— start of EXTRACT —
A Nuclear Free World

When President Obama presided over the United Nations Security Council recently to endorse a resolution to limit the spread of nuclear weapons, we saw a rare sight—a sign of global leadership pointing humanity toward a new future of peace. But while his words inspired, and hope springs from his symbolic stand, nothing has changed. Nuclear weapons still abound—we have 25,000 on the planet—and the nuclear industry is gathering its forces to keep the weapons in place. If they get their way, they’re guaranteed vast sums and we’re consigned to being hostages to nuclear terrorism.
Obama called the next twelve months “pivotal,” and he’s right. Here again we have a small window of opportunity. So now is our time to push. “The historic resolution we just adopted enshrines our shared commitment to a goal of a world without nuclear weapons,” Obama said. “And it brings Security Council agreement on a broad framework for action to reduce nuclear dangers as we work toward that goal.”
Just one nuclear weapon set off in a major city — “be it New York or Moscow, Tokyo or Beijing, London or Paris” — could kill hundreds of thousands of people and cause major destruction, he said. Obama spoke of “four pillars that are fundamental to the future that we want for our children: non-proliferation and disarmament; the promotion of peace and security; the preservation of our planet; and a global economy that advances opportunity for all people.” The first pillar means we have to “stop the spread of nuclear weapons, and seek the goal of a world without them…If we fail to act,” he continued, “we will invite arms races in every region, and the prospect of wars and acts of terror on a scale that we can hardly imagine.” All he says rings true, but while he talks, Obama is quietly making deals to keep the nuclear business going. He kept nuclear weapons “pit” production in his budget, and Congress has increased it, keeping the Los Alamos nuclear machine in business. More, he has promised not to press Israel to rid its land of nuclear weapons. The Orwellian “doublespeak” continues—as do the ruthless U.S. wars in Iraq and Afghanistan. I’ve traveled the past few weeks, lecturing at churches, universities and peace groups, and people seem encouraged by the president’s UN stand. But, like me, they are fully aware that little has changed. Most know that the wars continue, that our troops still menace the world’s poor, and that Los Alamos still brews its ominous stew of destruction.
But these grassroots activists aren’t caving in—they’re carrying on: organizing events, writing letters, doing what they can to disarm the world. They are, by and large, ignored by the mainstream media, but grassroots work for peace and justice normally is. Little does the media know that change always starts at the bottom. Last week in Salt Lake City, for example, one activist told me that the nuclear arms race between India and Pakistan alone could destroy the whole world, so she keeps talking about it. If India and Pakistan ever launched their weapons, she said, the fall-out would blacken the skies and end life as we know it.
The weapons need to go, she said, and we have to keep working for that goal. Otherwise, we’re going to wake up one morning to the surreal news that nukes have been used again. Her peace group continues to speak out about not just the Indian-Pakistani arsenals, but our own. And they’re pushing Utah senators to do the right thing regarding the upcoming Comprehensive Test Ban Treaty vote. In Bellingham, Washington, as another example, nearly six hundred people gathered for the annual International Peace Day events, calling for an end to war and nuclear weapons. As we marched through town and gathered in a church, I was moved by the goodwill and palpable energy of people from all walks of life.
— end of EXTRACT —
#### [TASK REQUIREMENTS]
a: In the essay on a nuclear-free world, how many nuclear weapons does the author say exist on the planet?
b: Carry the essay on a nuclear-free world forward from its last sentence.
The data is not needed for any of these tasks.
— start of RECORDS —
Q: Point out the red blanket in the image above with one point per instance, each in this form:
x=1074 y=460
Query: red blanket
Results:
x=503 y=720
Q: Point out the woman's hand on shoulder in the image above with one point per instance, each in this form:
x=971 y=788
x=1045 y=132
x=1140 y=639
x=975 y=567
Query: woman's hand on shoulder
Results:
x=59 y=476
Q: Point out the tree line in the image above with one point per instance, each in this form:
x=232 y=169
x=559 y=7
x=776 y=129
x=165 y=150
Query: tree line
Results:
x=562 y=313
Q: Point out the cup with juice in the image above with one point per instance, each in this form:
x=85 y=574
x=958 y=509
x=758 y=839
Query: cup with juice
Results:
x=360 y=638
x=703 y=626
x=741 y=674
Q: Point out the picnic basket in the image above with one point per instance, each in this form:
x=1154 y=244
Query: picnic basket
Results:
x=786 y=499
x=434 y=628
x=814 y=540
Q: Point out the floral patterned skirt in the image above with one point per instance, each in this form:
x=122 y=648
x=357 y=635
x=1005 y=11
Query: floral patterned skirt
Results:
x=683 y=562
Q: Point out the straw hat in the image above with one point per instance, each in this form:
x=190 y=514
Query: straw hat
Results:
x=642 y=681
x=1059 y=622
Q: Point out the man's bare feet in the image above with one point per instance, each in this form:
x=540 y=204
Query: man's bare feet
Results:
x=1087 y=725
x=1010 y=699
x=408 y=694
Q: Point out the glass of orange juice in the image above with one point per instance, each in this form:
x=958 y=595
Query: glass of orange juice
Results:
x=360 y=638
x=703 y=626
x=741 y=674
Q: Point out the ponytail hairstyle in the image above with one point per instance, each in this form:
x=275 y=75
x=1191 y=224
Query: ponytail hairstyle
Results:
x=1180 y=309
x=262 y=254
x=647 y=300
— end of RECORDS —
#### [ANSWERS TO THE EXERCISES]
a: 25,000

b:
In fact, everywhere I go, I find people doing what they can to make a difference. Obama said that during the next twelve months, “nations with nuclear weapons have the responsibility to move toward disarmament, and those without them have the responsibility to forsake them.” Many peace groups are organizing people to do just that—to pressure Congress to pass the Comprehensive Test Ban treaty, and the UN to pass Nuclear Non-Proliferation Treaty. Peace groups are calling us to flood the White House and Congress with letters urging that the obscene sums for the nuclear industry go to fund healthcare, education and environmental cleanup.
They are urging us to pressure the media, hold public events, and keep bringing attention to the need for nuclear disarmament. Some are talking about gathering in New York City next spring during the UN’s Nuclear Non-Proliferation Conference. “When we have leadership in the White House interested in nuclear disarmament, it’s time for concerned citizens to step up their vocal support,” Felice Cohen Joppa of “The Nuclear Resister” told me. “If someone says they want to do something positive, we have to let our support be known. It’s not a time to be quiet. Obama’s got plenty of people who do not support the disarmament agenda. Those of us who do need to be in the streets continuing our protests and speaking out.” “I think what happened at the UN with the US taking responsibility and leadership was good,” activist Frida Berrigan told me. “Obama’s chairing of the Security Council was unprecedented and new. After the Bush administration, it’s phenomenal progress. But the Security Council’s resolution isn’t a roadmap for disarmament. It doesn’t get us to zero. It was about counter-proliferation, which isn’t disarmament. So there’s a lot of work to do. One out of five Americans thinks nuclear war is likely. The U.S. still spends six billion dollars a year on nuclear development. Russia has increased its nuclear spending this year.
“So the months ahead are really important. We have to re-educate ourselves and others. We need to speak about this moment as an opportunity for disarmament and pursue Obama’s vision of a nuclear free world. If we want that to happen, we have to be far more engaged. And that’s a challenge since there’s so much else to do.”
Church people especially need to lend their voice to this momentous call for disarmament. As Thomas Merton once wrote, “A genuine Christian spirituality must be profoundly concerned with all the risks and problems implied by the mere existence of nuclear stockpiles.”
I hope we can urge our priests to preach about nuclear disarmament, educate our parish communities, hold prayer vigils, lobby and demonstrate for disarmament. Pax Christi offers resources and links for those who wish to get involved. Most of all, we need to beg the God of peace every day for the gift of a nuclear free world.
“The taproot of violence in our society today is our intent to use nuclear weapons,” my friend, the late Jesuit Fr. Richard McSorley wrote famously. “Once we have agreed to that, all other evil is minor by comparison. Until we squarely face the question of our consent to use nuclear weapons, any hope of large-scale improvement of public morality is doomed to failure.” I hope we can all do whatever we can to pursue the vision of disarmament and nonviolence, and help the world move toward that harmonious day of peace.